┌─ Data to process
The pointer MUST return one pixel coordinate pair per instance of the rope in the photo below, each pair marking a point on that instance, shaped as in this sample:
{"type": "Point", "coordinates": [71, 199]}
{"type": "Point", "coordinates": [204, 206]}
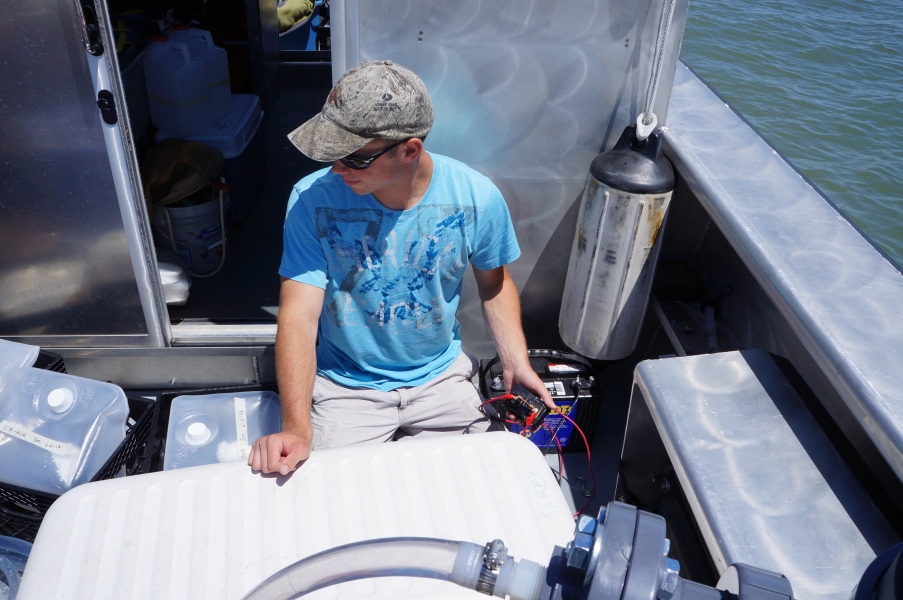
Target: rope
{"type": "Point", "coordinates": [657, 71]}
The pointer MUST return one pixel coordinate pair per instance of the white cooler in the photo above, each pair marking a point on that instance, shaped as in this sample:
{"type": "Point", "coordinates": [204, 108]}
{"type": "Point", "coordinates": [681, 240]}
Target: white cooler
{"type": "Point", "coordinates": [217, 531]}
{"type": "Point", "coordinates": [240, 136]}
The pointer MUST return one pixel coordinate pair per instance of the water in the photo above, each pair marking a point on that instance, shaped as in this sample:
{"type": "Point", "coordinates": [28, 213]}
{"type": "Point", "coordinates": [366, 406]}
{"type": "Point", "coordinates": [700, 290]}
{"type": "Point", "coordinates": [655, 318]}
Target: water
{"type": "Point", "coordinates": [822, 81]}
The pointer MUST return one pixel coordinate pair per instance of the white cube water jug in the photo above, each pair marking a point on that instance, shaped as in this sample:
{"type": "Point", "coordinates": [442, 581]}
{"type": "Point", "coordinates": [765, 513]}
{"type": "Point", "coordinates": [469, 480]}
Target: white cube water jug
{"type": "Point", "coordinates": [215, 428]}
{"type": "Point", "coordinates": [216, 64]}
{"type": "Point", "coordinates": [187, 80]}
{"type": "Point", "coordinates": [56, 430]}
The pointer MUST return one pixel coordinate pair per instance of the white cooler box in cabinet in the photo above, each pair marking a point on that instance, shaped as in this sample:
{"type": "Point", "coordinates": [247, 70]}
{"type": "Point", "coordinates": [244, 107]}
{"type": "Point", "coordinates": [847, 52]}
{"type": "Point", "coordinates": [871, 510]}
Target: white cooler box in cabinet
{"type": "Point", "coordinates": [241, 137]}
{"type": "Point", "coordinates": [217, 531]}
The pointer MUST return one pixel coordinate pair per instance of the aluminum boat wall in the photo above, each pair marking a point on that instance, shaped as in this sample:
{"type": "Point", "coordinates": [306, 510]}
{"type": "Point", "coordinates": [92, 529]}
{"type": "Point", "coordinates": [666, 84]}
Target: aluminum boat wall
{"type": "Point", "coordinates": [527, 93]}
{"type": "Point", "coordinates": [829, 302]}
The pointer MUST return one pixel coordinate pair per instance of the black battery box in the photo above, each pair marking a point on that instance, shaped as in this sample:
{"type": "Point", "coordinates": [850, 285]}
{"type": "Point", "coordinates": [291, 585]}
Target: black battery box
{"type": "Point", "coordinates": [569, 378]}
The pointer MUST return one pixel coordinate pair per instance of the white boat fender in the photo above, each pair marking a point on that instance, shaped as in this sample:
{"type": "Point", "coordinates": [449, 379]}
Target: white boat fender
{"type": "Point", "coordinates": [613, 257]}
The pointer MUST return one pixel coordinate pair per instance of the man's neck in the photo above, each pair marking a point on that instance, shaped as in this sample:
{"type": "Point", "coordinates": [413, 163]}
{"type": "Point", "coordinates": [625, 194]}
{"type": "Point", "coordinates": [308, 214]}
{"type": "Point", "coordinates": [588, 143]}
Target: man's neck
{"type": "Point", "coordinates": [410, 188]}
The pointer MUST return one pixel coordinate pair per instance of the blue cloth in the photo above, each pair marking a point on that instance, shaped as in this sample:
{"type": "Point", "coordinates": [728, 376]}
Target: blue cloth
{"type": "Point", "coordinates": [392, 279]}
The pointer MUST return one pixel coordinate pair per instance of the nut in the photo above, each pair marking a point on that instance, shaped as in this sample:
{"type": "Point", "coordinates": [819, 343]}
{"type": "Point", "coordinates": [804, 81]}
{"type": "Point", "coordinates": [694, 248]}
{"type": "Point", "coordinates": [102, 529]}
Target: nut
{"type": "Point", "coordinates": [579, 550]}
{"type": "Point", "coordinates": [586, 524]}
{"type": "Point", "coordinates": [670, 581]}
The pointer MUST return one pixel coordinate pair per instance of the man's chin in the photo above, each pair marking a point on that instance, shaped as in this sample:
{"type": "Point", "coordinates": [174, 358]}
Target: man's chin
{"type": "Point", "coordinates": [356, 187]}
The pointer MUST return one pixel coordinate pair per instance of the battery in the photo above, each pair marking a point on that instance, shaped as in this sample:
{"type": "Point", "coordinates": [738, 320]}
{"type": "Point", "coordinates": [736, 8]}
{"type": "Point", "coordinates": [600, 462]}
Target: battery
{"type": "Point", "coordinates": [569, 378]}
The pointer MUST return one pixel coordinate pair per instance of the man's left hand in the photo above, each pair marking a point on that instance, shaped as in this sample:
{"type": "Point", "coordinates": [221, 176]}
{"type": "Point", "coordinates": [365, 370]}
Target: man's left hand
{"type": "Point", "coordinates": [527, 377]}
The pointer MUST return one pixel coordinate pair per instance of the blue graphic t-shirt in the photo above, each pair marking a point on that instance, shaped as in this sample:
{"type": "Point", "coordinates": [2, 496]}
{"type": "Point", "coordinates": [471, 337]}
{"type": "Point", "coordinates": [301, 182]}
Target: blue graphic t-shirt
{"type": "Point", "coordinates": [393, 278]}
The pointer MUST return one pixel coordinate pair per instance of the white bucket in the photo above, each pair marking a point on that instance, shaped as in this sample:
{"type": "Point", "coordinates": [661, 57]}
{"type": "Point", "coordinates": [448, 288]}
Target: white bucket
{"type": "Point", "coordinates": [197, 233]}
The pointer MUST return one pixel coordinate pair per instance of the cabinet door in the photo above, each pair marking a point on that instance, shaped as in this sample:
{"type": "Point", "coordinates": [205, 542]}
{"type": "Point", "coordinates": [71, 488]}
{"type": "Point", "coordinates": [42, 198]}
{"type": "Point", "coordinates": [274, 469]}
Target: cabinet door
{"type": "Point", "coordinates": [76, 261]}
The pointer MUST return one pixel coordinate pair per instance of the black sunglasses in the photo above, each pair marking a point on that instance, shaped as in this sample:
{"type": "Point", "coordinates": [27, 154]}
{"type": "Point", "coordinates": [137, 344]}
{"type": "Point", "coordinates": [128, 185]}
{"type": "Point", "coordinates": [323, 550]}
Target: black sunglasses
{"type": "Point", "coordinates": [359, 163]}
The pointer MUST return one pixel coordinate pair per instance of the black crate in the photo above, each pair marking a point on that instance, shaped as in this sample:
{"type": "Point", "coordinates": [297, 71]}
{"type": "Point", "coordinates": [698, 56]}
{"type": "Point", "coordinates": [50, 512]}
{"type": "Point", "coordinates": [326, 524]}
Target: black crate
{"type": "Point", "coordinates": [22, 510]}
{"type": "Point", "coordinates": [49, 361]}
{"type": "Point", "coordinates": [156, 446]}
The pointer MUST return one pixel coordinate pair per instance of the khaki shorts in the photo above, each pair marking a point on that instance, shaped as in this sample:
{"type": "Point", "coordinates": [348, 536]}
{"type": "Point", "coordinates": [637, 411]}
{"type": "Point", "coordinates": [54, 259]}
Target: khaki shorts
{"type": "Point", "coordinates": [446, 405]}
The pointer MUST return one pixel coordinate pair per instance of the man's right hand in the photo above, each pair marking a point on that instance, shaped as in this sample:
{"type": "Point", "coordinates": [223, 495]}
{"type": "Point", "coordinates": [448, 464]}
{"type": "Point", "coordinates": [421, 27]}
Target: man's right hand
{"type": "Point", "coordinates": [279, 452]}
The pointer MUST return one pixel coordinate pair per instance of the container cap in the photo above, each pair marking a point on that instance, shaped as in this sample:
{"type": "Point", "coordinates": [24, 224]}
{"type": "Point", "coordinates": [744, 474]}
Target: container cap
{"type": "Point", "coordinates": [197, 434]}
{"type": "Point", "coordinates": [60, 400]}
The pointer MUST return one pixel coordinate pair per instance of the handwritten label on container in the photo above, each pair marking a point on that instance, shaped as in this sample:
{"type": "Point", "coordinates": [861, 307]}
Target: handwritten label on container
{"type": "Point", "coordinates": [13, 430]}
{"type": "Point", "coordinates": [241, 427]}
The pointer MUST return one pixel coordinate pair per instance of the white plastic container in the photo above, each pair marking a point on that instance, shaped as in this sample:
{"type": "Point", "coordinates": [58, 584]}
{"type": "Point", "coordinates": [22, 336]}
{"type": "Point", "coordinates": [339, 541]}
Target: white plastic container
{"type": "Point", "coordinates": [13, 354]}
{"type": "Point", "coordinates": [197, 231]}
{"type": "Point", "coordinates": [56, 430]}
{"type": "Point", "coordinates": [240, 137]}
{"type": "Point", "coordinates": [216, 428]}
{"type": "Point", "coordinates": [231, 133]}
{"type": "Point", "coordinates": [216, 62]}
{"type": "Point", "coordinates": [177, 89]}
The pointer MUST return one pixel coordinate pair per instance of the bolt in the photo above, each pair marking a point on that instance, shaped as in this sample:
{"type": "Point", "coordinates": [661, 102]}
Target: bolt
{"type": "Point", "coordinates": [601, 517]}
{"type": "Point", "coordinates": [586, 524]}
{"type": "Point", "coordinates": [579, 550]}
{"type": "Point", "coordinates": [670, 581]}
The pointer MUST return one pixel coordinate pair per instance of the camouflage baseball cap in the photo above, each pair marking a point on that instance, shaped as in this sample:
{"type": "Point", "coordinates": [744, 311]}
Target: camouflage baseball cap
{"type": "Point", "coordinates": [376, 99]}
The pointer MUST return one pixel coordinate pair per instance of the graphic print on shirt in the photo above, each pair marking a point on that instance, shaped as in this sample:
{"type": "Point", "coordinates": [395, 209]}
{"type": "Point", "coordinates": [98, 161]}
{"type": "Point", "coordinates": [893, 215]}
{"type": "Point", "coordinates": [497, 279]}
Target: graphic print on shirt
{"type": "Point", "coordinates": [389, 274]}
└─
# Exercise details
What you copy out must be exactly the lines from the line containing "Target: container cap" through the end of the records.

# Answer to this exercise
Target: container cap
{"type": "Point", "coordinates": [197, 434]}
{"type": "Point", "coordinates": [60, 400]}
The pointer MUST return one pixel coordinate pair per instance of the handwritten label on container in the photo above, each pair marking a point on that instance, shaped as in this sample:
{"type": "Point", "coordinates": [861, 307]}
Target: handwritten label on container
{"type": "Point", "coordinates": [13, 430]}
{"type": "Point", "coordinates": [241, 427]}
The pointer MUST return one pixel coordinate pair per instance of the white plastic container in the photo above, each pair marking a point on that instance, shaped as in this sample:
{"type": "Point", "coordinates": [58, 584]}
{"type": "Point", "coordinates": [22, 336]}
{"type": "Point", "coordinates": [339, 541]}
Target: white plastic container
{"type": "Point", "coordinates": [13, 354]}
{"type": "Point", "coordinates": [197, 231]}
{"type": "Point", "coordinates": [56, 430]}
{"type": "Point", "coordinates": [240, 137]}
{"type": "Point", "coordinates": [216, 428]}
{"type": "Point", "coordinates": [231, 133]}
{"type": "Point", "coordinates": [216, 62]}
{"type": "Point", "coordinates": [177, 89]}
The pointer MUST return one pixel coordinate pair per instance of the bolt in the photo above, each pair marking a point on that instance, shaped as in this sample:
{"type": "Point", "coordinates": [661, 102]}
Target: bolt
{"type": "Point", "coordinates": [601, 517]}
{"type": "Point", "coordinates": [586, 524]}
{"type": "Point", "coordinates": [579, 550]}
{"type": "Point", "coordinates": [670, 581]}
The pointer MUST return one pixel coordinate pair per instance of the camouflage baseball cap in the photo above, each pair marking a point on that instance, shaped as in this sample:
{"type": "Point", "coordinates": [744, 311]}
Target: camouflage baseball cap
{"type": "Point", "coordinates": [376, 99]}
The pointer MUST return one pixel coordinate pair per instance of the graphic print on shirt in the photo above, each pair marking a point on that instance, shaped as in this sample:
{"type": "Point", "coordinates": [395, 209]}
{"type": "Point", "coordinates": [98, 161]}
{"type": "Point", "coordinates": [893, 215]}
{"type": "Point", "coordinates": [497, 279]}
Target: graphic print on shirt
{"type": "Point", "coordinates": [389, 274]}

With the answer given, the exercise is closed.